▸ REQUIRED WORK: Rescale the lines that begin at the one containing "wall in the photo above." and run through the last line, writing them all out again with the requests included. Multiply each x and y coordinate in the answers by 0.9 and round to whole numbers, halves up, but leave the requests and their sample coordinates unchanged.

▸ Saved entries:

+++

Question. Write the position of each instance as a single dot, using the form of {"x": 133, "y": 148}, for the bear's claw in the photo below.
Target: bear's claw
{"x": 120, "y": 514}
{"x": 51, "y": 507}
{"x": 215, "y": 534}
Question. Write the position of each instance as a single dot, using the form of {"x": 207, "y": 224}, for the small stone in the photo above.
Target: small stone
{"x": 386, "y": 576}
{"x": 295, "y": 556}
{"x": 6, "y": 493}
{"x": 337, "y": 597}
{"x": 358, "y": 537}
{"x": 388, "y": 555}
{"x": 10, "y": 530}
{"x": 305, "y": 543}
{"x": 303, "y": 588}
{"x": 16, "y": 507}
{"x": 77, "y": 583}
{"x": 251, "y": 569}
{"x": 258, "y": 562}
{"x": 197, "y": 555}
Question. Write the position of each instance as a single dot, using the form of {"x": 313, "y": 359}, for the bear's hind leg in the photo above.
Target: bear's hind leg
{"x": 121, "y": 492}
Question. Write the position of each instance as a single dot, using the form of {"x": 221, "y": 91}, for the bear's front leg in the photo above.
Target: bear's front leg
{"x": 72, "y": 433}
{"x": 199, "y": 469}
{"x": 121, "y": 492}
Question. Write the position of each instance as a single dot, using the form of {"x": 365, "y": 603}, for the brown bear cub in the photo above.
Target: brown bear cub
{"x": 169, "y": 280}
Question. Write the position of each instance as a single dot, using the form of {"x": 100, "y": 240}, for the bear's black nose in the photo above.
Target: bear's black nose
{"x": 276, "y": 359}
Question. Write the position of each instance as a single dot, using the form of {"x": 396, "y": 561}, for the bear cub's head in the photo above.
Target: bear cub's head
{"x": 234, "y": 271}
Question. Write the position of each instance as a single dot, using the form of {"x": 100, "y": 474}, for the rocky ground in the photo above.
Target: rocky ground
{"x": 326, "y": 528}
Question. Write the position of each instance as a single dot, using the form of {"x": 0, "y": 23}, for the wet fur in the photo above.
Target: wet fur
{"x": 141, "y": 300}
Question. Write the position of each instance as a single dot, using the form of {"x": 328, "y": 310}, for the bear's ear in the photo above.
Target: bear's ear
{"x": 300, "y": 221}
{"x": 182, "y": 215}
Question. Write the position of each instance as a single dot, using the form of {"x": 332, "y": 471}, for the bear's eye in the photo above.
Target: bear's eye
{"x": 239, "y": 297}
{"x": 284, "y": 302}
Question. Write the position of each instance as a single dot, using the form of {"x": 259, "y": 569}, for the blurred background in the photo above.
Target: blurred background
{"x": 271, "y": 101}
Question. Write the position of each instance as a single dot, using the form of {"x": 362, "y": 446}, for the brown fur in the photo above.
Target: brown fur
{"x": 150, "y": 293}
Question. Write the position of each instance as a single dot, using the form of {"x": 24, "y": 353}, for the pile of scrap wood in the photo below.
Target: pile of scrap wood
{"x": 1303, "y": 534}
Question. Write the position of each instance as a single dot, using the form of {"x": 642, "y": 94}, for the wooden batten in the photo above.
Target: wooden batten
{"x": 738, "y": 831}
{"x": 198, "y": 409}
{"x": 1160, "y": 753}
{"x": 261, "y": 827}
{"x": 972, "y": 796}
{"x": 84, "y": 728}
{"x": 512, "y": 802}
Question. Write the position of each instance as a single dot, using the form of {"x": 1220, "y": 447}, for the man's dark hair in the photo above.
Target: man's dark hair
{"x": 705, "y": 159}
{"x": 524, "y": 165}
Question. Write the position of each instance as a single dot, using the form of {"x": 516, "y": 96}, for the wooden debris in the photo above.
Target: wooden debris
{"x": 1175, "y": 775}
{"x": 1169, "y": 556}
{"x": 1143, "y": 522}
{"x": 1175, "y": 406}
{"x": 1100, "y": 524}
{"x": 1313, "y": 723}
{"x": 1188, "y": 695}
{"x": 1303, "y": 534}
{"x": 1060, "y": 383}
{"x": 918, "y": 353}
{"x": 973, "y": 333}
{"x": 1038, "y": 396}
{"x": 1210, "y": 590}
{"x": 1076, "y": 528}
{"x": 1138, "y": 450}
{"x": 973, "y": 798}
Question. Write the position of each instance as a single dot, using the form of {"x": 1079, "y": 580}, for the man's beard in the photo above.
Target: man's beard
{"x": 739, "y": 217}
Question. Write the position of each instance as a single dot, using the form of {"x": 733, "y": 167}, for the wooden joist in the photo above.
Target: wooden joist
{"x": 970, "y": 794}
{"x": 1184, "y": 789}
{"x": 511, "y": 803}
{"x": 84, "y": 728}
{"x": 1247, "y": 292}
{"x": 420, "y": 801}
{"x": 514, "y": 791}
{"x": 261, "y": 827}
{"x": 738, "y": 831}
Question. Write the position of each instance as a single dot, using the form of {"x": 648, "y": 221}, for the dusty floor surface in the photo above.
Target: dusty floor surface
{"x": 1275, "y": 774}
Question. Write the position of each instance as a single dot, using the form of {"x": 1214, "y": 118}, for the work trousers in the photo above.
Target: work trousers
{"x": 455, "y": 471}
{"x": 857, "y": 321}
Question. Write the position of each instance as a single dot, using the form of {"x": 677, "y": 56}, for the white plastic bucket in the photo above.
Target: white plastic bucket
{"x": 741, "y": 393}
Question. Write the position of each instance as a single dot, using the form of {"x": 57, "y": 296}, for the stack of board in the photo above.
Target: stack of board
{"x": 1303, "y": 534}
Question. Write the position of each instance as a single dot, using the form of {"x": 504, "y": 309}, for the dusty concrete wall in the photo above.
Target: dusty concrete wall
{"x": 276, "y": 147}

+++

▸ FULL RESPONSE:
Question. Write the position of each instance as a single dot, using the form of {"x": 504, "y": 309}, for the dusty concrete wall in the photo above.
Target: dusty concrete wall
{"x": 248, "y": 132}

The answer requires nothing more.